**FRAGMENTO DEL TEXTO**
+===+

Hay una frase célebre de Voltaire sobre este
tema y que ilustra el problema de manera maravillosa: “Yo no estoy de acuerdo con lo que usted dice, pero daría mi vida para
que lo dijera”. Estupendo, eso se llama tolerancia. No estoy de acuerdo con
sus ideas, pero sí estoy de acuerdo con que lo pueda decir.
La libertad de expresión es uno de los
derechos de primera generación dentro del constitucionalismo liberal, viene
desde la Revolución francesa, y es un derecho consignado en la mayoría de las
cartas políticas del mundo. Es un derecho inobjetable, que se manifiesta como
intrínseco a la naturaleza humana. La facultad de decir o de expresarme en
sociedad - mejor dicho públicamente- como yo quiera.
En el hemisferio occidental la actitud de las
cortes y del poder legislativo sobre este derecho es la de ser proclive a una “amplia
libertad de expresión” –salvo en algunos países de manera excepcional-, por lo
tanto los límites a este derecho están determinados por el daño cierto y claro
que se le causen a una persona con ocasión del ejercicio de la libertad de
expresión.
En consecuencia, sí hay límites a la libertad
de expresión: los derechos de los demás. Y más específicamente cuando se cause
lesión cierta a esos derechos. Un ejemplo de límites a la libertad de expresión
es la injuria y la calumnia, proclamar públicamente que alguien ha cometido un
delito del cual es inocente es inferir daño al derecho de honra o de honor de
una persona; lo mismo ocurre con la injuria.
Sin embargo, ¿qué pasa cuando yo critico de
manera violenta o apasionada a un grupo, a una persona o a una ideología? ¿Cuando
los ofendo de manera directa, sin inferirles calumnia o injuria? Desde un punto
estrictamente legal no abría afrenta por este motivo, y como ya he dicho la
actitud de los jueces y de los legisladores en Occidente es la de ser
complacientes o amplios frente a esta libertad. Si no hay un daño cierto no hay
razón para indemnizar, para retractarse o para ser censurado.

+===+

**LÍNEAS DE DATOS**
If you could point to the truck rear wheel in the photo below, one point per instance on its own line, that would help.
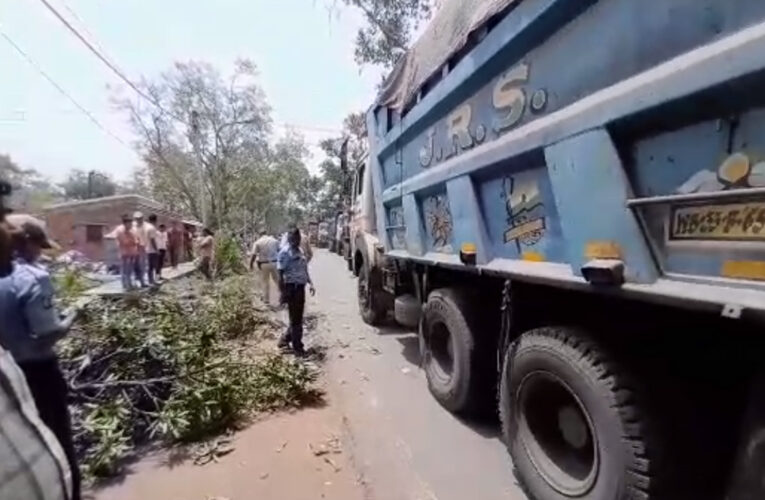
(451, 354)
(368, 291)
(572, 422)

+===+

**TAREAS PENDIENTES**
[1] Copie textualmente el pasaje del texto sobre la libertad de expresión. Comience en las palabras "Hay una frase" y deténgase después de "lo pueda decir.".
[2] De acuerdo con el texto sobre la libertad de expresión, ¿por qué los límites a este derecho están determinados por el daño cierto y claro causado a una persona? Explíquelo en una a tres oraciones.
[3] Según el texto sobre la libertad de expresión, ¿desde qué acontecimiento histórico proviene este derecho?

**RESPUESTAS DEL EJERCICIO**
[1]
Hay una frase célebre de Voltaire sobre este
tema y que ilustra el problema de manera maravillosa: “Yo no estoy de acuerdo con lo que usted dice, pero daría mi vida para
que lo dijera”. Estupendo, eso se llama tolerancia. No estoy de acuerdo con
sus ideas, pero sí estoy de acuerdo con que lo pueda decir.

[2] En el hemisferio occidental, las cortes y el poder legislativo son proclives a una "amplia libertad de expresión", salvo de manera excepcional en algunos países. Por esa actitud, el derecho solo encuentra su límite cuando su ejercicio causa un daño cierto y claro a una persona.

[3] Desde la Revolución francesa.